Instructions for the task — Translate this sentence from the passage on Sutherland's film career into Spanish: "Sutherland has increasingly focused on his directorial career, passing up acting opportunities to work as a film and commercials director."

Document segment —
In 2007, Sutherland wrote and starred in the Cannes Film Festival award-winning piece Run. Created in collaboration with Mark Albiston, the film secured a Special Mention in the Short Film category at the Cannes.

Sutherland later partnered with Mark Albiston under the directing banner Mark & Louis to create their follow up short film The Six Dollar Fifty Man which earned Special Distinction at the 2009 Cannes Film Festival. The film went on to win major awards at both Sundance and the International Film Festival in Berlin. To date, it is the most successful short film for the New Zealand Film Commission.

At the 2013 Sundance Film Festival Sutherland premiered Shopping, his feature film co-directorial debut with Mark Albiston. Based largely on experiences from his own childhood, the film received rave reviews and earned several awards including a Grand Prix at the Berlin International Film Festival and seven New Zealand Film Awards including Best Film, Best Screenplay, and Best Director.

Sutherland has increasingly focused on his directorial career, passing up acting opportunities to work as a film and commercials director.

==Filmmaking style==
Sutherland's films have been auto-biographical to an extent, based on his experiences of growing up on the Kapiti Coast in New Zealand. This approach to writing and directing has given the films a "heartfelt" and honest tone, helping create "an emotional immediacy in the performances". Sutherland has displayed a deft hand at working with children in his short and feature films, and this trait is also apparent in his commercial work for the Alannah & Madeline Foundation, Otto and others.

Given entries —
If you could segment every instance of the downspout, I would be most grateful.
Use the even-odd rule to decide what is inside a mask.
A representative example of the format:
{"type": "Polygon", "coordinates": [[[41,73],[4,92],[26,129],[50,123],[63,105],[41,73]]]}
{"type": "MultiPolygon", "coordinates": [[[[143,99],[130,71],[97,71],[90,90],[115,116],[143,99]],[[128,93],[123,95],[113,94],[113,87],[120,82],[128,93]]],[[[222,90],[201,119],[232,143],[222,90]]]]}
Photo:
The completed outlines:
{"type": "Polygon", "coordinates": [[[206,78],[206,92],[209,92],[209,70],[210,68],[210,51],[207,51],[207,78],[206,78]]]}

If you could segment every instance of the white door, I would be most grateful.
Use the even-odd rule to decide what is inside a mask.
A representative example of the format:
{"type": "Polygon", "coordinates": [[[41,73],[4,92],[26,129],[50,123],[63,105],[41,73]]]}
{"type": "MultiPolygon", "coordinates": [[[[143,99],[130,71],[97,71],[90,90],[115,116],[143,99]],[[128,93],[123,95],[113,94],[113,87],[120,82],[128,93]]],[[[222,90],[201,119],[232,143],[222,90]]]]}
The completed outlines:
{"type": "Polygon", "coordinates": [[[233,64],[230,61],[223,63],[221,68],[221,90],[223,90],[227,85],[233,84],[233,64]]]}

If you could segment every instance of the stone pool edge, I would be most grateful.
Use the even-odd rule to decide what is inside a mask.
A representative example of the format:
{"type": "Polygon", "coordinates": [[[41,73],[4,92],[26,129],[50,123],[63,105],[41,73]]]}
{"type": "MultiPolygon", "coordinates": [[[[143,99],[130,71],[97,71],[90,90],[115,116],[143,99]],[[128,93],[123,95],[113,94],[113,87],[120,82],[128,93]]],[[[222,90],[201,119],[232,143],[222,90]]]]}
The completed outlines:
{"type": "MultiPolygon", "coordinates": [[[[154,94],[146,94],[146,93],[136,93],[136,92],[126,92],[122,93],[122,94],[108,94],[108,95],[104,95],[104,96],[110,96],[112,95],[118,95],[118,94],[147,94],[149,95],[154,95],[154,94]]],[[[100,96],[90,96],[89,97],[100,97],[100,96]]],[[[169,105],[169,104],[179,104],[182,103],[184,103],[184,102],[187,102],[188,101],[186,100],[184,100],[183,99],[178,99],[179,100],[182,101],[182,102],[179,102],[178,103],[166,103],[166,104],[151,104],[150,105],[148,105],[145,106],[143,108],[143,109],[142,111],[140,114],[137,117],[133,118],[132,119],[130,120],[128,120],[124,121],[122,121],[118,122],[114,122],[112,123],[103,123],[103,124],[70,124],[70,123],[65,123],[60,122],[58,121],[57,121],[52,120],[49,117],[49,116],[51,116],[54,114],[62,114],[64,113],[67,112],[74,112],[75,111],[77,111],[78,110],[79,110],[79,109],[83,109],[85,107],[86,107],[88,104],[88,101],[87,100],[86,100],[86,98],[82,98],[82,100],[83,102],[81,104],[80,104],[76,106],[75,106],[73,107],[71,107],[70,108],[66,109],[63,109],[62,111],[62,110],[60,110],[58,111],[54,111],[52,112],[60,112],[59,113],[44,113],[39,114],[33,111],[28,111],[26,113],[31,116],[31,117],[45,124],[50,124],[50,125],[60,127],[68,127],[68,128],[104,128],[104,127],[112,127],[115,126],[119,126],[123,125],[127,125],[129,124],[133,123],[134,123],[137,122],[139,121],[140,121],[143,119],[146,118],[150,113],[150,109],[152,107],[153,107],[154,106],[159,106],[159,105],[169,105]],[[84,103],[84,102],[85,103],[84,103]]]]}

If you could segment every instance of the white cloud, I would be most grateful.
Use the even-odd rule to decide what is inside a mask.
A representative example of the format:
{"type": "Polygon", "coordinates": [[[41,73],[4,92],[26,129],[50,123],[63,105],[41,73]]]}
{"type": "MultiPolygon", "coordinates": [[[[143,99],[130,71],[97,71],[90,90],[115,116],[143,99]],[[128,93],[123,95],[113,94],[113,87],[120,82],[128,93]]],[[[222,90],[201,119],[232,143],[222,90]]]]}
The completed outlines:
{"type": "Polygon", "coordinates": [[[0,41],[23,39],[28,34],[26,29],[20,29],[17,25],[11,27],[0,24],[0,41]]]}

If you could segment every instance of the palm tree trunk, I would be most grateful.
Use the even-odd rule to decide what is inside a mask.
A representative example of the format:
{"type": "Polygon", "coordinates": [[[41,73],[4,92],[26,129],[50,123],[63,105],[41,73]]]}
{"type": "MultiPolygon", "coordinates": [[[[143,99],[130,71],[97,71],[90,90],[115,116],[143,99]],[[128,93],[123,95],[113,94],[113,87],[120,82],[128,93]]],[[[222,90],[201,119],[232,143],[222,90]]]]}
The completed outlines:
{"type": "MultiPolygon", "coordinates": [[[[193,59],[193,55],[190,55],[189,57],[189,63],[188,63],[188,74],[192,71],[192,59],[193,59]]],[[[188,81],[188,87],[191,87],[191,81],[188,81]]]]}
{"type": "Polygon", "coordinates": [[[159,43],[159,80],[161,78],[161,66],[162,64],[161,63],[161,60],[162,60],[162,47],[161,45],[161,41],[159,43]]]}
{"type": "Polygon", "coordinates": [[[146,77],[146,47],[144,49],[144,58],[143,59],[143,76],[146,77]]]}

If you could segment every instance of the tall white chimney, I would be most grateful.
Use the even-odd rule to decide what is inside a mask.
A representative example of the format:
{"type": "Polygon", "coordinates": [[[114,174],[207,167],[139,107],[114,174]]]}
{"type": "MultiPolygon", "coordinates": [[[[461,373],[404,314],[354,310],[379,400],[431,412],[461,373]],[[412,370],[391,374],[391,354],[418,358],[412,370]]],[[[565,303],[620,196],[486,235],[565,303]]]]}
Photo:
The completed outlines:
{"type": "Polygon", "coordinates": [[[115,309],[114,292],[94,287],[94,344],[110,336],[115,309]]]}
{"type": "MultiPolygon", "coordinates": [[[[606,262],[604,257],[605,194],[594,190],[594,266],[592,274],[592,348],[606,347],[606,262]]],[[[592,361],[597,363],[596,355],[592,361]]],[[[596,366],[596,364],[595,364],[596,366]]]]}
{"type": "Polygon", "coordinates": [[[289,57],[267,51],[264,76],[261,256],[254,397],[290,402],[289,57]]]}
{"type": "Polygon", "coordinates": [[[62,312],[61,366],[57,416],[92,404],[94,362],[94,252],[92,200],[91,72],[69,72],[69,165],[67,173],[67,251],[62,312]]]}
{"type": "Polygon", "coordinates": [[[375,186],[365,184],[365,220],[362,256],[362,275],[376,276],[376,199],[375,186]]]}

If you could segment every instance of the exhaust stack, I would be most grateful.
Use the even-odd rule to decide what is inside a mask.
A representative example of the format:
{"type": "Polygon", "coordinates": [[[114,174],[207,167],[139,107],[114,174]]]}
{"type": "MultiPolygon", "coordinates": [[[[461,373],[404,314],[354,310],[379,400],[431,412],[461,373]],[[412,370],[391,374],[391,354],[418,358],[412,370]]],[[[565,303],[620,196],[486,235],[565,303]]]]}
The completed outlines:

Response below — Sutherland se ha centrado cada vez más en su carrera como director, dejando pasar oportunidades de actuación para trabajar como director de cine y de anuncios publicitarios.